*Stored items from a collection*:
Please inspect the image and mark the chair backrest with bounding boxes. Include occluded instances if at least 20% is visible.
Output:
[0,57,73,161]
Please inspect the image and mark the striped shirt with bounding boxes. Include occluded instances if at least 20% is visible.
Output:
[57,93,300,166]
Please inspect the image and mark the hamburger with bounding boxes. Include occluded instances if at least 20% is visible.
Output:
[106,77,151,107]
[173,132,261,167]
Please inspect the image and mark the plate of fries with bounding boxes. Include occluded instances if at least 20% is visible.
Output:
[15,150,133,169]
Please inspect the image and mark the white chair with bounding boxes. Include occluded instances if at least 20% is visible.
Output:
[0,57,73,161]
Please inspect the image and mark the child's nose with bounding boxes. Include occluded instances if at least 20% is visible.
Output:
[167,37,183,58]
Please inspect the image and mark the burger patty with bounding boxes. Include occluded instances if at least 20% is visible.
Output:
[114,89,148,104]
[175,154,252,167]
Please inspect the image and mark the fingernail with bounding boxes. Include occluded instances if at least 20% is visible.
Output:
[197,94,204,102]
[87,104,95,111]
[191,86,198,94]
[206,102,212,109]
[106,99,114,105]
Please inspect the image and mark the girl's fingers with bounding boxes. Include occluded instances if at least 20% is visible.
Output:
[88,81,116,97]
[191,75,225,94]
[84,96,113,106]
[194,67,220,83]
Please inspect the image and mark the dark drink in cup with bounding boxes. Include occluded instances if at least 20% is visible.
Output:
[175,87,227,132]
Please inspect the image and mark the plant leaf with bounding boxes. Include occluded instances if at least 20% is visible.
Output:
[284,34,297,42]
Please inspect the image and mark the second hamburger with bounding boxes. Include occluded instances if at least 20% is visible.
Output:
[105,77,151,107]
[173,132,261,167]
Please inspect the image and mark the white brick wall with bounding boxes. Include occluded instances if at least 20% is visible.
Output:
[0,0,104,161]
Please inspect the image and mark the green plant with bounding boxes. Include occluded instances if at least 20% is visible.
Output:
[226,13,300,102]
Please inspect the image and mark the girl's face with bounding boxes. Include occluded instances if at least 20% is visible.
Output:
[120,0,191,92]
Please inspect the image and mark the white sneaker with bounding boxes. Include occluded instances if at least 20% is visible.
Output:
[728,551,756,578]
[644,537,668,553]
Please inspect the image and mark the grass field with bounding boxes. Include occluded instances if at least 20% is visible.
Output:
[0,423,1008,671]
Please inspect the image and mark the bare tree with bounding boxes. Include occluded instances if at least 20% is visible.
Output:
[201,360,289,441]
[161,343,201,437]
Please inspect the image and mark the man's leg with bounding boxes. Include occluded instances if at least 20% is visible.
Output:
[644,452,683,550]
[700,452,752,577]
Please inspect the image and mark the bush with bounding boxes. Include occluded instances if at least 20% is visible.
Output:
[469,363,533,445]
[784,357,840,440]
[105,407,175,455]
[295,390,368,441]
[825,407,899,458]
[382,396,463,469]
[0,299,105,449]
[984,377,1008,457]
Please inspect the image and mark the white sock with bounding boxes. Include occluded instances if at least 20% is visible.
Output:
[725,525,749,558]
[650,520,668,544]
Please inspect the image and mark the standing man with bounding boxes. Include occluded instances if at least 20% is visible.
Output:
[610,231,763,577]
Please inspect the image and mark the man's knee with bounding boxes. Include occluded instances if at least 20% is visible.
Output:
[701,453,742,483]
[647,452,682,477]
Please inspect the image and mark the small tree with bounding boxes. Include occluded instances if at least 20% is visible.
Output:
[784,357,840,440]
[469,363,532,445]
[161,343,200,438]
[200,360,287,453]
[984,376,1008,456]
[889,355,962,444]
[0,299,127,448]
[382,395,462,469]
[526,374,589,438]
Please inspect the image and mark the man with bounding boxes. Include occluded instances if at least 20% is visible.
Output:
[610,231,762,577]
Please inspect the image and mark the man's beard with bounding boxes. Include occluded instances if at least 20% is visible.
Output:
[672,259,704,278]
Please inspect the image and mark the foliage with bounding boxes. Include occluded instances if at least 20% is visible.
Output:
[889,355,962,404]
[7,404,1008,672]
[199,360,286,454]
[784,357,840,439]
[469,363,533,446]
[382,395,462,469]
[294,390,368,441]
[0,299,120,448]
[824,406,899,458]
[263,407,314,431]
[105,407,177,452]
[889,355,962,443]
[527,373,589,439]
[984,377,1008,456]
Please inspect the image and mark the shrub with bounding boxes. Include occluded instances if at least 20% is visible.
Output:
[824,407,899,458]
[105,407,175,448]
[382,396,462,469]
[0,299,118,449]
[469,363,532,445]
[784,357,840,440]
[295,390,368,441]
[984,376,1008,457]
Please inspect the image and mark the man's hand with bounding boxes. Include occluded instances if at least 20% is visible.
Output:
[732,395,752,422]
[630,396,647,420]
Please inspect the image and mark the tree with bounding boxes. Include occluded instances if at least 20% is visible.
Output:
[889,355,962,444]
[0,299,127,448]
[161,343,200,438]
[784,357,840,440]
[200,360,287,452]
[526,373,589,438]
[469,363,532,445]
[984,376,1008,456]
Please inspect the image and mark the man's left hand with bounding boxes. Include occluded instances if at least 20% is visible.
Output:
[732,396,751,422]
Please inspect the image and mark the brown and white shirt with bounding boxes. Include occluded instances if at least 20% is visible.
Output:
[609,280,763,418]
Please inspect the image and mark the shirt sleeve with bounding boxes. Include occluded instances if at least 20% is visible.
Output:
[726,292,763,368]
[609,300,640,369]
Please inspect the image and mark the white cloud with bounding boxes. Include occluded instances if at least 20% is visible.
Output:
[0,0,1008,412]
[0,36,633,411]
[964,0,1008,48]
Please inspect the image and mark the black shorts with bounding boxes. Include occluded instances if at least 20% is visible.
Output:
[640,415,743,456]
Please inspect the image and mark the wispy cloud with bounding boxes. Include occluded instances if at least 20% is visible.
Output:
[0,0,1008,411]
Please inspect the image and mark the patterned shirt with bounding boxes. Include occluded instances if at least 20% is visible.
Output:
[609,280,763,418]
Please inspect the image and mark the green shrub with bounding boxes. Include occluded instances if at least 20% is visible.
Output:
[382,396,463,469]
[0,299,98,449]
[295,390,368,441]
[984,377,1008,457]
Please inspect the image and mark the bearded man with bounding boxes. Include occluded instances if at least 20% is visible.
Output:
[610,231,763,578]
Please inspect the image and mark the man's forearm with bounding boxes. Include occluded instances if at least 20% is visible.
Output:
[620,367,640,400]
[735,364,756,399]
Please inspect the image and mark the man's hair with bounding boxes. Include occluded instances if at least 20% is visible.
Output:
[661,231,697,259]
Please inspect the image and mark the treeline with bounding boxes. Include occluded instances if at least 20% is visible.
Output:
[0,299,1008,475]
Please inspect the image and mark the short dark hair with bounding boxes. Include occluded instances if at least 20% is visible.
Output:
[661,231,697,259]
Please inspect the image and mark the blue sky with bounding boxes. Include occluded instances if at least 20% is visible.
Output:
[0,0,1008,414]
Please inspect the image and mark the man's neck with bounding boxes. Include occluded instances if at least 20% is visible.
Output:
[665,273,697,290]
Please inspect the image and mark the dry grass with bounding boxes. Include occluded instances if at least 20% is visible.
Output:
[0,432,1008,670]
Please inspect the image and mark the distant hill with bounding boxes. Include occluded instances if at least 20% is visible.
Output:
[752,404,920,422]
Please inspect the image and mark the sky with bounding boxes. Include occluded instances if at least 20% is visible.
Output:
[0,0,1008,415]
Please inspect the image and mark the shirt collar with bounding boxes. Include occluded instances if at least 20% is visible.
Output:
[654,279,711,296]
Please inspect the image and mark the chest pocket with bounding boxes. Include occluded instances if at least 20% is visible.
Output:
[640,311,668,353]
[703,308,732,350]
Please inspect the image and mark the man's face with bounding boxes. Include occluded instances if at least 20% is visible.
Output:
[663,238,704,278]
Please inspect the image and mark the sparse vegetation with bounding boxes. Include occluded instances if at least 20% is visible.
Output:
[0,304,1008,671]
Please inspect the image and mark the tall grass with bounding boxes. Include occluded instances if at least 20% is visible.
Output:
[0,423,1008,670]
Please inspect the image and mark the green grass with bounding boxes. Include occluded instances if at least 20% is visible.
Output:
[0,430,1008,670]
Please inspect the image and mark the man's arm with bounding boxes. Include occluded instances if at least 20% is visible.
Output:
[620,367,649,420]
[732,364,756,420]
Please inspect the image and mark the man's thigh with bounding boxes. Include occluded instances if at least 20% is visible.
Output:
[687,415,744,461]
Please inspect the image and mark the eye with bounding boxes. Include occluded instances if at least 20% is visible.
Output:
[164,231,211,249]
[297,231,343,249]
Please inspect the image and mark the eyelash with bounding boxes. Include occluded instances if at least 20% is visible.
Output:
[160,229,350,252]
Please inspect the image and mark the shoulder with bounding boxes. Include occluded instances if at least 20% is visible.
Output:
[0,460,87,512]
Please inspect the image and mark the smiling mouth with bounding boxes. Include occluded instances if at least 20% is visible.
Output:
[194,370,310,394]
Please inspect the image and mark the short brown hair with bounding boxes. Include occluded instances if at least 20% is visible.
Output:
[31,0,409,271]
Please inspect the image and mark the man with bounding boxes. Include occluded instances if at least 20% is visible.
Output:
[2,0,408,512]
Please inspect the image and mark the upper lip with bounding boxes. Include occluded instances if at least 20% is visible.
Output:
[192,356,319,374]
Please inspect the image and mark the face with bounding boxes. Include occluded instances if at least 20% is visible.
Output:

*What this task involves*: Give everything from the line containing "Please inspect the image and mark the eyelash" down to the end of the records as a numbered list, omitting any blank lines.

*Finished answer*:
1. Please inspect the image and mark the eyelash with bounding boxes. Include occluded instances if at least 20% is visible.
2. Output:
3. [160,229,350,252]
4. Please inspect the image and mark the shoulder with bounding boxes. Include occluded instances if at least 20% is visible.
5. Output:
6. [0,460,87,512]
7. Please inspect the image and mark the smiling mouth with bounding boxes. Include occluded instances if at least 20% is visible.
8. Output:
9. [194,370,310,394]
10. Please inspect the image and mark the short brown hair with bounding boxes. Include occluded instances if at least 20% is visible.
11. Output:
12. [31,0,409,271]
13. Please inspect the image and mark the man with bounding boxes. Include occluded instances if at least 20% is visible.
14. Output:
15. [2,0,408,512]
16. Please inspect the image and mark the upper lip with bounding boxes. Include occluded instances if at least 20% is visible.
17. Output:
18. [192,356,319,374]
19. Please inspect the image and mark the face with bounding boxes. Include occluded instances if at least 20% is visible.
20. Output:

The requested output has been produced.